Objectif: D'après le texte à lire ci-dessous, quelle est l'origine commune des changements climatiques et des inégalités sociales ?

Texte à lire:
Les deux maux qui frappent l’humanité le plus durement, les changements climatiques et les inégalités sociales, nous mettent dans une situation inconfortable. Comme notre temps disponible est forcément très limité, est-il possible de se préoccuper également de l’un et l’autre de ces problèmes? Puisque le dérèglement du climat nous met devant une échéance dramatique et menace l’avenir de notre planète, certains choisissent de s’y attaquer en premier. Mais est-il alors acceptable de faire pour cela abstraction de la misère dans laquelle s’enfoncent trop de gens aujourd’hui?
Et si, en vérité, il n’y avait pas d’opposition entre ces deux causes? Ces maux ont en effet la même origine : un système économique qui sacrifie tout au libre marché. L’idéologie de la croissance sans fin, sans redistribution réelle de la richesse, a mené à ce monde inquiétant dans lequel nous vivons, avec un fort penchant pour l’autodestruction. En l’attaquant de front, il est alors possible de se pencher simultanément sur nos deux grandes préoccupations.
Ce monde inégalitaire qui est le nôtre a fait des individus les plus riches les plus grands pollueurs. Un phénomène que le journaliste Hervé Kempf, entre autres, a bien documenté dans son best-seller Comment les riches détruisent la planète il y a plus de dix ans déjà. Et qui continue à se reproduire à haute échelle. Nous en avons eu un autre exemple au Forum économique mondial cette année, alors qu’on plaçait les dangers climatiques parmi les risques plus élevés pour les populations, et que les riches gens d’affaires qui s’y rendaient n’ont pas renoncé à leurs jets privés.
Ce décalage se produit aussi entre pays riches et pays pauvres, les premiers ayant de loin la pire empreinte écologique, et les seconds adoptant le plus souvent le mode de développement le plus nocif et le plus polluant, parce qu’il coûte moins cher. L’incapacité, ou tout simplement le refus de traiter simultanément les problèmes d’inégalités sociales et d’environnement, crée un cycle de misère qui ne fait qu’accentuer les difficultés. L’hyper consommation des pays riches, leurs émissions dans l’atmosphère ont des répercussions partout sur notre planète, mais surtout dans les pays du Sud, confrontés à des sécheresses, du déboisement, de la désertification, de l’exploitation polluante des ressources naturelles. À cela se joint de l’évasion fiscale pratiquée à haute échelle, privant ces pays de ressources financières, des plans d’ajustement structurel qui ont forcé un retrait de l’État dans le secteur des services publics, une situation dont la responsabilité repose sur un secteur financier occidental qui en a largement profité pour s’enrichir.
La pauvreté, le manque de ressource, le manque d’espoir créent de vastes mouvements de population, une émigration forcée qui se heurtent à des frontières qu’on refuse d’ouvrir dans les pays fortunés, sous la pression des mouvements d’extrême-droite. Pourtant, les politiques adoptées actuellement rendront encore plus criant le problème des migrations, par leur refus de traiter le problème à la source, et feront de nouvelles pressions sur les frontières.

Données fournies:
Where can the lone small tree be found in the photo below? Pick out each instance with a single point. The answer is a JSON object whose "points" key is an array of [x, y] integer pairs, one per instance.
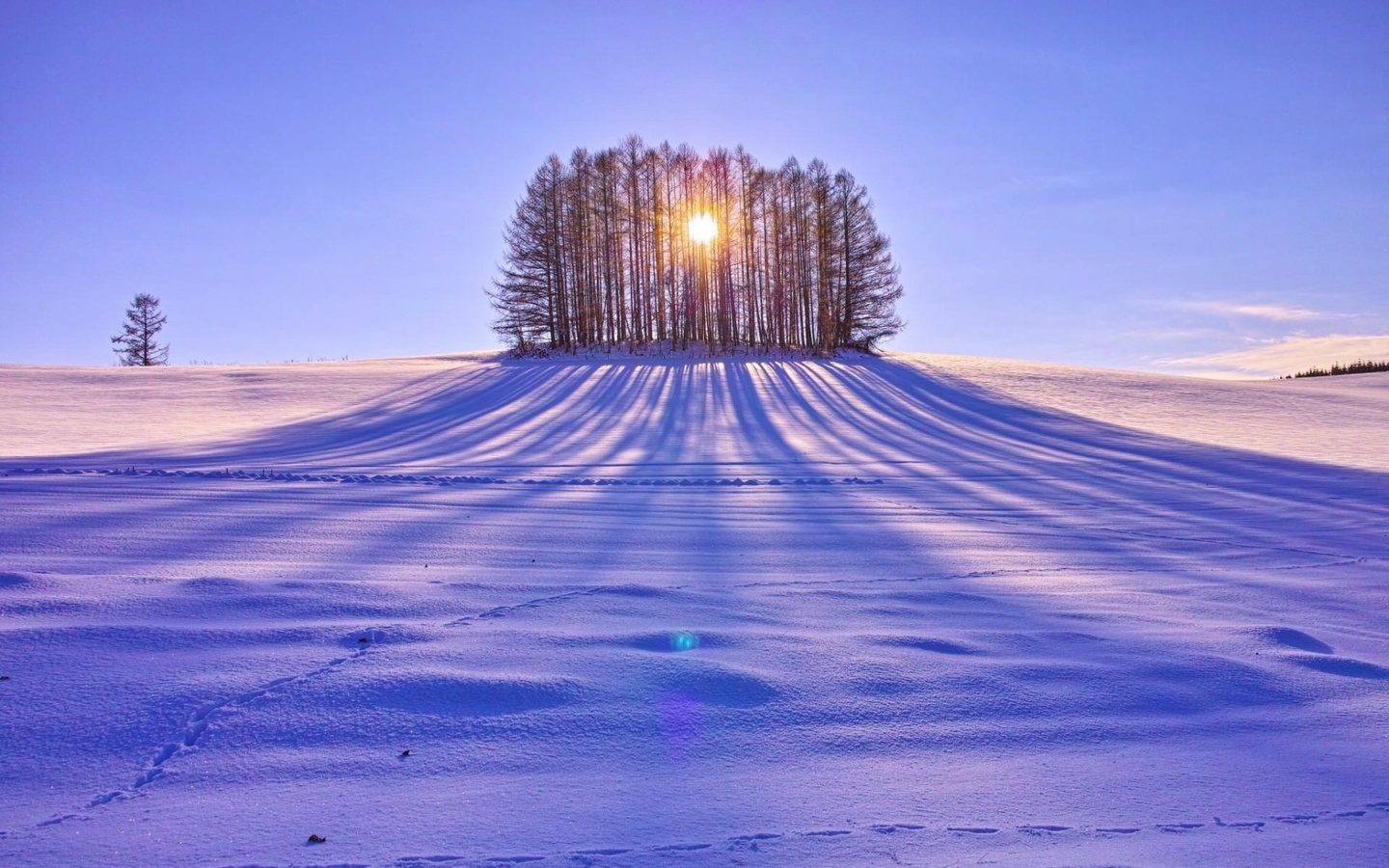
{"points": [[135, 344]]}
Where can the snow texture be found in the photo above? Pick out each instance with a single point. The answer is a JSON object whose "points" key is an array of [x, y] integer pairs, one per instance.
{"points": [[908, 610]]}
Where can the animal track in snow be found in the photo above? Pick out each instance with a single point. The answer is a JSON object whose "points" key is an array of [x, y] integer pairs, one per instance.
{"points": [[201, 719]]}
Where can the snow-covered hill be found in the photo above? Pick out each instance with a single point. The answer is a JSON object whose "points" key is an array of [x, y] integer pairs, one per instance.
{"points": [[918, 610]]}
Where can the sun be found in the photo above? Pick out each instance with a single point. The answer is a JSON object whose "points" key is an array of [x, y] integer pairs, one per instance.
{"points": [[703, 228]]}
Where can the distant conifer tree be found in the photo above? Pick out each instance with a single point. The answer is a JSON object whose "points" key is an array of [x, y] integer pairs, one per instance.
{"points": [[135, 344]]}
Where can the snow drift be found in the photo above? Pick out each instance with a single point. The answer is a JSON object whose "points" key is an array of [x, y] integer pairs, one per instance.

Corrigé: Un système économique qui sacrifie tout au libre marché.